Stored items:

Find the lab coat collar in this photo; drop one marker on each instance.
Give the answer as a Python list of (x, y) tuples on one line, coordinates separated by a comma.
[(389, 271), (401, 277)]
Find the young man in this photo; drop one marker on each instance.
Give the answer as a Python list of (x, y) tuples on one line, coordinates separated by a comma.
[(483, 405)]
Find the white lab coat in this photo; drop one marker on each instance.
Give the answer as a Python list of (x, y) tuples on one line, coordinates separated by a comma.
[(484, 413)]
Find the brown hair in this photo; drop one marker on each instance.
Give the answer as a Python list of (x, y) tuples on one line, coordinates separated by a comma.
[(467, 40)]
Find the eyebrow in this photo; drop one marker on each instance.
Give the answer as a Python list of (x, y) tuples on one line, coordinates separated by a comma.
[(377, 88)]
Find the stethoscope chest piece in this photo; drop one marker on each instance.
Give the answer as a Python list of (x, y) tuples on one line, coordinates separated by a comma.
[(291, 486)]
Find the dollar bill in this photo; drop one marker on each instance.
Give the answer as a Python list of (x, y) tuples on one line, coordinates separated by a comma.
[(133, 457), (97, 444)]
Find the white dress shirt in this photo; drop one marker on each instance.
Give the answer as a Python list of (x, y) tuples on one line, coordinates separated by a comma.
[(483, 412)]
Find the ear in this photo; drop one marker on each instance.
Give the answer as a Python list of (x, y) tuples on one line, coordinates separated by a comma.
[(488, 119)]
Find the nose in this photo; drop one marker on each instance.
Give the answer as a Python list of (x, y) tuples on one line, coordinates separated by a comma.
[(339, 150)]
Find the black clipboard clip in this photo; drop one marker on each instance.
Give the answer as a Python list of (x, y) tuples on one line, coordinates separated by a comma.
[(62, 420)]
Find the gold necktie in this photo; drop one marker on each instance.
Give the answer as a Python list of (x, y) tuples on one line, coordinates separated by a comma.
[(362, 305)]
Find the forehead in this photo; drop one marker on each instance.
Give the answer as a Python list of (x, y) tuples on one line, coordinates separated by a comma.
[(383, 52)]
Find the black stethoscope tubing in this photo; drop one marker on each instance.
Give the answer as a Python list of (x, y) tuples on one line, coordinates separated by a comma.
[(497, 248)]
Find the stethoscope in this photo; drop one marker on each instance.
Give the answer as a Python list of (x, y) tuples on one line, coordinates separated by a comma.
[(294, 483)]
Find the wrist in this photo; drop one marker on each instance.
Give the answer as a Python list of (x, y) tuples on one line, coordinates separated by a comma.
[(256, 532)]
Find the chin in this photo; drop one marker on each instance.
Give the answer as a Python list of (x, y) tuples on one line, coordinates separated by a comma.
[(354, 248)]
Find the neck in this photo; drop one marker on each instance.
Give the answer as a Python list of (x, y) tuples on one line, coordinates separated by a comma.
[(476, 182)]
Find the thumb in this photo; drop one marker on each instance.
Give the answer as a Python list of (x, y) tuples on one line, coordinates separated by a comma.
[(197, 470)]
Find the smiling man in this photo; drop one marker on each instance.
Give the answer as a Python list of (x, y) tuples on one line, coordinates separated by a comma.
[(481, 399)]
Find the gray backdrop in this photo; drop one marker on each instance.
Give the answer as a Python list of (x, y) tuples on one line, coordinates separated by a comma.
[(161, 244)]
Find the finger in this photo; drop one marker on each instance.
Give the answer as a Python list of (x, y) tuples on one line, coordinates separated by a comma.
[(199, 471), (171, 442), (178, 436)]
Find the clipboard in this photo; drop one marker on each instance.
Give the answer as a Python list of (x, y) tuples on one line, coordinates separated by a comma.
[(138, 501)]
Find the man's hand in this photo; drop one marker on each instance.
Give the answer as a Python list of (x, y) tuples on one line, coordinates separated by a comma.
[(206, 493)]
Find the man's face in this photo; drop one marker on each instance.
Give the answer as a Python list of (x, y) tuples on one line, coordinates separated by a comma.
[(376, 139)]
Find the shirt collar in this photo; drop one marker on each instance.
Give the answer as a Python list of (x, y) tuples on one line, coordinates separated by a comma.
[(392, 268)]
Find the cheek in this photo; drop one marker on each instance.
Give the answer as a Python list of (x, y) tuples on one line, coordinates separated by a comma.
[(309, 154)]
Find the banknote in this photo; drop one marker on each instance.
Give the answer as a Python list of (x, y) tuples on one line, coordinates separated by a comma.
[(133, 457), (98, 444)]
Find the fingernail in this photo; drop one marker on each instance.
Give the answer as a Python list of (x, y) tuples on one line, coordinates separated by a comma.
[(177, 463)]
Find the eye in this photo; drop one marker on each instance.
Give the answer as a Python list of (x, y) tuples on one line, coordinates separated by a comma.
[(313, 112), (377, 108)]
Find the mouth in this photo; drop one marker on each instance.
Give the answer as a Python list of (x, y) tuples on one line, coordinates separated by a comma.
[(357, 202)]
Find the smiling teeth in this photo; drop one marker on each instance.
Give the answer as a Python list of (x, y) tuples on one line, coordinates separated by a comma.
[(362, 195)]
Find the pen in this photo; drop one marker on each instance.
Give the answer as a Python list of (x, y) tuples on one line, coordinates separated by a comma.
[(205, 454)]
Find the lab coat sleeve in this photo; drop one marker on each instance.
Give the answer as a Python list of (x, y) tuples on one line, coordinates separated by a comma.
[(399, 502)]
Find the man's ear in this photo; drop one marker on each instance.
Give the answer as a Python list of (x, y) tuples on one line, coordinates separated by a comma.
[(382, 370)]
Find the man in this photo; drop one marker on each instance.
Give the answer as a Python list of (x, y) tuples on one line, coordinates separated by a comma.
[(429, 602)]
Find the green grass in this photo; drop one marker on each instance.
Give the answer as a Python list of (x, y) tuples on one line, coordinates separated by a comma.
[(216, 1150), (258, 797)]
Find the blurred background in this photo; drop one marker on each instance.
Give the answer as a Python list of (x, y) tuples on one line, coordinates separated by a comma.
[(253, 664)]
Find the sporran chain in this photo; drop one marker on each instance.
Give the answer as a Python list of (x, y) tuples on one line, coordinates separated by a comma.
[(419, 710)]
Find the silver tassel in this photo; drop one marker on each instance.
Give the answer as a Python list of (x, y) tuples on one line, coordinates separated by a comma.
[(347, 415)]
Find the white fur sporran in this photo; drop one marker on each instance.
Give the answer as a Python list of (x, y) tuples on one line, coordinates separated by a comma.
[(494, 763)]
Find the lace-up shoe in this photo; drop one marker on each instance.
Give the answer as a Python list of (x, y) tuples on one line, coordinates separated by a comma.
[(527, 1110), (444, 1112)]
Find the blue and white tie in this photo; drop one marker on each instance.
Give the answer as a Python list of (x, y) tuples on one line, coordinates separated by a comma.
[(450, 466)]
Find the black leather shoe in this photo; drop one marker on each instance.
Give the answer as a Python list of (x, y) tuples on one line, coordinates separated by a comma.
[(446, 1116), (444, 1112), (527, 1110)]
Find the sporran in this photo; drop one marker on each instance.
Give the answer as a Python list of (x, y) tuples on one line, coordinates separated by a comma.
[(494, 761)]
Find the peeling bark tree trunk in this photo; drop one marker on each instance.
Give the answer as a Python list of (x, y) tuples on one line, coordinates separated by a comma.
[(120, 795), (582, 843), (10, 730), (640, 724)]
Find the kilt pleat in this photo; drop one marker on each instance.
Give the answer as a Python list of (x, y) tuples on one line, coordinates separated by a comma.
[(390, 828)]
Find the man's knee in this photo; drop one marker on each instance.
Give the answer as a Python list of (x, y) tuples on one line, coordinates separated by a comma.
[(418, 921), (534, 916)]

* * *

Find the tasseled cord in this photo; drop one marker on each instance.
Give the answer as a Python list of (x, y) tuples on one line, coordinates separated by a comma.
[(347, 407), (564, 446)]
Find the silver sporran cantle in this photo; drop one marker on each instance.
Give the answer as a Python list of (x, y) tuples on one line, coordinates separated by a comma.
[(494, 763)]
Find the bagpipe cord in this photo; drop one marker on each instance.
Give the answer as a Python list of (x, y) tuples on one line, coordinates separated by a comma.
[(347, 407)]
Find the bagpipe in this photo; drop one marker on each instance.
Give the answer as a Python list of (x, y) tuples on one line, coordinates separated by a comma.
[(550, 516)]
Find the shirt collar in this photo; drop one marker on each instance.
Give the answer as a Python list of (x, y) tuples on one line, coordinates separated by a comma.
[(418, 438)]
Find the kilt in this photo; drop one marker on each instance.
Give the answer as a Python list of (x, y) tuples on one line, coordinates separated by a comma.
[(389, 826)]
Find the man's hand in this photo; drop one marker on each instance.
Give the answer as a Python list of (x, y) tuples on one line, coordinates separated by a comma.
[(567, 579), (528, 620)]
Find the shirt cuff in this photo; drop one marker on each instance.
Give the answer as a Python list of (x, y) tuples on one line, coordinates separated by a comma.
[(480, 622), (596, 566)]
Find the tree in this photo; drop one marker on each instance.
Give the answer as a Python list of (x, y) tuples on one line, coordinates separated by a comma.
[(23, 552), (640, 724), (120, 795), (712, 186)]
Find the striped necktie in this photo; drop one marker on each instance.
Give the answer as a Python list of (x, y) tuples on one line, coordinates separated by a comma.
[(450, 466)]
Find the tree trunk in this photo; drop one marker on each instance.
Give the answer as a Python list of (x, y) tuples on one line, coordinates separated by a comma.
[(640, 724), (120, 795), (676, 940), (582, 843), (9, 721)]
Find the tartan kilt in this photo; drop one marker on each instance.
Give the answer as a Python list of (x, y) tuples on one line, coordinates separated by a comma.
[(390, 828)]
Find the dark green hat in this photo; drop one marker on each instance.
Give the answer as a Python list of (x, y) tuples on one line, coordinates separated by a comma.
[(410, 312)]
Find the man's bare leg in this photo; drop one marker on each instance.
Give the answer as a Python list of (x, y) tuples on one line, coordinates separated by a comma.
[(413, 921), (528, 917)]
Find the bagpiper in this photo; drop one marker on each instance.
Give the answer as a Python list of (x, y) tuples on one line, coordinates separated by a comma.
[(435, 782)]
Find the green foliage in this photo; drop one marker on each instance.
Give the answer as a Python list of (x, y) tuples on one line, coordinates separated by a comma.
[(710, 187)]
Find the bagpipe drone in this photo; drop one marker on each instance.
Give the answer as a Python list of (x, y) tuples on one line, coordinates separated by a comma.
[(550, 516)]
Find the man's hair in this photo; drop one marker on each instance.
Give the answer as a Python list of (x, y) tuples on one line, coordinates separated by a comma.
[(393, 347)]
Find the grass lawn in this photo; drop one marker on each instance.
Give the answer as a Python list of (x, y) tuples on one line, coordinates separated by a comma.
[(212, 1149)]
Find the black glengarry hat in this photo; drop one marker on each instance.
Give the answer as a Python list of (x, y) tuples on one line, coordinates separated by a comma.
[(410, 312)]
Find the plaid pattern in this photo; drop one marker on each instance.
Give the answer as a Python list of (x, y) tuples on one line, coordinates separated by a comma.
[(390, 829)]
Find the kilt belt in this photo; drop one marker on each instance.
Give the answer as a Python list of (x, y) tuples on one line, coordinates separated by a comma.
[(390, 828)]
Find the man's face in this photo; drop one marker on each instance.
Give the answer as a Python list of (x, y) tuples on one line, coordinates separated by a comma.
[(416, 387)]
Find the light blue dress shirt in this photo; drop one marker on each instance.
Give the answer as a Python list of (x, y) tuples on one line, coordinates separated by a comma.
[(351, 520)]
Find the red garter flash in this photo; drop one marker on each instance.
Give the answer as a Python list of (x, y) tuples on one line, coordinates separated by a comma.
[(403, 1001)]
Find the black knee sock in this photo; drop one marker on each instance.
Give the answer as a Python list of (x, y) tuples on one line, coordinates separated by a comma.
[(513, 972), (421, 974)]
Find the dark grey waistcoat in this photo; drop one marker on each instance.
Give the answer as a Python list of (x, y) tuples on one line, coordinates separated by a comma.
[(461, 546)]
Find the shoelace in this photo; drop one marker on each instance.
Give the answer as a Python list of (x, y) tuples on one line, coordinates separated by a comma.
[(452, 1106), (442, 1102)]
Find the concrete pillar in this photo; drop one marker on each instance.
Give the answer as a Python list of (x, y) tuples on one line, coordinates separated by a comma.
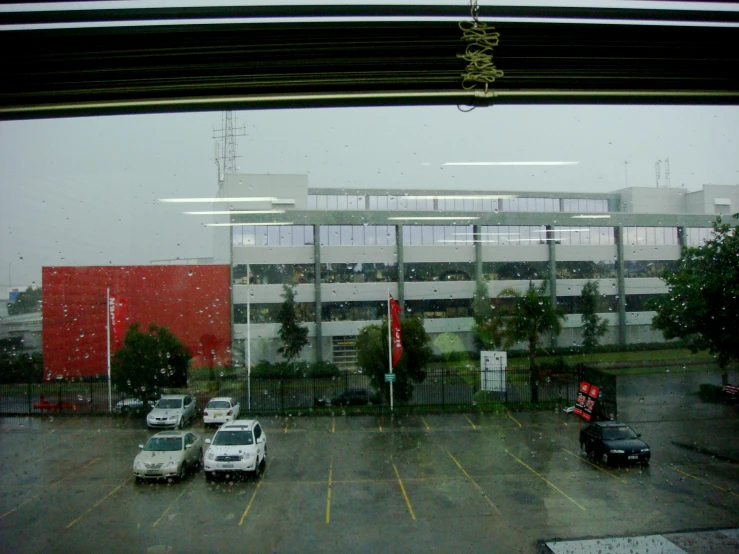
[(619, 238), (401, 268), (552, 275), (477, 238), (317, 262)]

What you will do —
If a line in the records has the word "silver", copy that line.

Exercise answer —
Find the silver tassel in this photo; drop one marker on each instance.
Find the silver sporran cantle in this photo; drop one marker on each instance.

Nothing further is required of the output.